EXERCISE TASKS
A - Render this sentence from the Databricks - Select page in Spanish: "Databricks - Select Snap is a read-type Snap that reads data from a configured DLP instance."
B - Quote the Databricks - Select page word for word, starting at "Prerequisites" and continuing up to and including "and output documents.".

GIVEN PASSAGE
*** Begin section ***

Databricks - Select
In this article
Overview
You can use this Snap to fetch data from a database by providing the table name from a Databricks Lakehouse Platform (DLP) instance. You can read and process this output data from a downstream Snap.
Snap Type
Databricks - Select Snap is a read-type Snap that reads data from a configured DLP instance.
Prerequisites
Valid access credentials to a DLP instance with adequate access permissions to perform the action in context.
Valid access to the external source data in one of the following: Azure Blob Storage, ADLS Gen2, DBFS, GCP, AWS S3, or another database (JDBC-compatible).
Support for Ultra Pipelines
Does not support Ultra Pipelines.
Limitations
Snaps in the Databricks Snap Pack do not support array, map, and struct data types in their input and output documents.
Known Issues
None.
Snap Views
Type | Format | Number of Views | Examples of Upstream and Downstream Snaps | Description |
---|---|---|---|---|
Input | Document |
|
| A JSON document containing the input values for the Snap’s configuration. |
Output | Document |
|
| The default output view contains the data fetched by running the SELECT statement on the source location. A second view can be added to show the metadata for the table as a Document. The metadata document can then be fed into the second input view of Databricks - Merge Into or Bulk Load Snaps so that the table is created in Databricks with a similar schema as the source table. |
Error | Error handling is a generic way to handle errors without losing data or failing the Snap execution. You can handle the errors that the Snap might encounter while running the Pipeline by choosing one of the following options from the When errors occur list under the Views tab. The available options are:
Learn more about Error handling in Pipelines. |
Snap Settings
Asterisk ( * ): Indicates a mandatory field.
Suggestion icon (): Indicates a list that is dynamically populated based on the configuration.
Expression icon ( ): Indicates whether the value is an expression (if enabled) or a static value (if disabled). Learn more about Using Expressions in SnapLogic.
Add icon ( ): Indicates that you can add fields in the fieldset.
Remove icon ( ): Indicates that you can remove fields from the fieldset.

*** End section ***

Spatial localization data:
*** Begin section ***

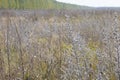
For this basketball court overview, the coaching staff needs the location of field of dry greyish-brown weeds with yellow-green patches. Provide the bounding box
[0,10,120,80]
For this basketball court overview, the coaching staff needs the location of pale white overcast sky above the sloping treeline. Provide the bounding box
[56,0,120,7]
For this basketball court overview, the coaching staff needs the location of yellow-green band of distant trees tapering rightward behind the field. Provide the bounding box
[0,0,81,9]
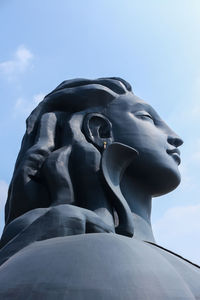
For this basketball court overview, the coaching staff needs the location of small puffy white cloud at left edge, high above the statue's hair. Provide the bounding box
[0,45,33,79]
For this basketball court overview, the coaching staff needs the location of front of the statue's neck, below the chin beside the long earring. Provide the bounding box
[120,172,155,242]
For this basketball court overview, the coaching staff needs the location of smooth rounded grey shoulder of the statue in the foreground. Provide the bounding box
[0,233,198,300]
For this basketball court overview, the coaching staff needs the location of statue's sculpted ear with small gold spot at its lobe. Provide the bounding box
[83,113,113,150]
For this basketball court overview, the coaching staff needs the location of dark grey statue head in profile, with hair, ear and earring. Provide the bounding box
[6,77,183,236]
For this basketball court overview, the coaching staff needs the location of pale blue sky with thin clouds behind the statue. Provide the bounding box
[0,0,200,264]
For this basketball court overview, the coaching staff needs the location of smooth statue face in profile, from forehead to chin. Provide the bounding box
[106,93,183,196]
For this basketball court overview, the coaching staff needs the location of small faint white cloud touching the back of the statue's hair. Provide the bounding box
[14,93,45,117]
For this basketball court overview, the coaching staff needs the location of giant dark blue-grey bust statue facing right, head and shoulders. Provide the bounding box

*** End section ***
*** Begin section ***

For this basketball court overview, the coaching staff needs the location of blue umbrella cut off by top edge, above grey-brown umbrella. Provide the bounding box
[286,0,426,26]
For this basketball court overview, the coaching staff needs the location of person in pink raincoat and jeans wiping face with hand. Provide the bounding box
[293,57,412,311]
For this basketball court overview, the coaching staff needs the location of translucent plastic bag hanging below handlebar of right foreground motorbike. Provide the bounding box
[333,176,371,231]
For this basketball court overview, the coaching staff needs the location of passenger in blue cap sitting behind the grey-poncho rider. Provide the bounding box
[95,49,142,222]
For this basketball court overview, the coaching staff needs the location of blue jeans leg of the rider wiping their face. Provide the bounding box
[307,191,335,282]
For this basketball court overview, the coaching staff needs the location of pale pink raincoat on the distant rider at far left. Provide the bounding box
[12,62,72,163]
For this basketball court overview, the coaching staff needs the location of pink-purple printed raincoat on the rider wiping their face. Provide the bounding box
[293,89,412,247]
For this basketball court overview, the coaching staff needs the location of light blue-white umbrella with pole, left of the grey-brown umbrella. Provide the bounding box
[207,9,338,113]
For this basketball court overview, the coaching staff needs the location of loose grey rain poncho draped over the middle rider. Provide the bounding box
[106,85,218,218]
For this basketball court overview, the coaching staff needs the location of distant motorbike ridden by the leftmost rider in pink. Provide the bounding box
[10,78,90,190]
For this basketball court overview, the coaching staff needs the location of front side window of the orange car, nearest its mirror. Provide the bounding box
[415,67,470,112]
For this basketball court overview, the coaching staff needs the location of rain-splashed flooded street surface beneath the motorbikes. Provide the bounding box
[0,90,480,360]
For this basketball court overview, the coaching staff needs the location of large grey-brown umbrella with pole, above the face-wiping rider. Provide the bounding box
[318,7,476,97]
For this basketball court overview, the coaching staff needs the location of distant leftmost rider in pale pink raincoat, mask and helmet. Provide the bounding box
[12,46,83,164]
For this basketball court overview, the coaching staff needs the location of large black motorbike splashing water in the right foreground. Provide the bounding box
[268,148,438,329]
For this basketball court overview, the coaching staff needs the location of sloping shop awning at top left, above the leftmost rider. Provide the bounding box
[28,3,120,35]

*** End section ***

TASK-BY-TASK RESULTS
A - El Snap Databricks - Select es un Snap de tipo lectura que lee datos de una instancia de DLP configurada.

B -
Prerequisites
Valid access credentials to a DLP instance with adequate access permissions to perform the action in context.
Valid access to the external source data in one of the following: Azure Blob Storage, ADLS Gen2, DBFS, GCP, AWS S3, or another database (JDBC-compatible).
Support for Ultra Pipelines
Does not support Ultra Pipelines.
Limitations
Snaps in the Databricks Snap Pack do not support array, map, and struct data types in their input and output documents.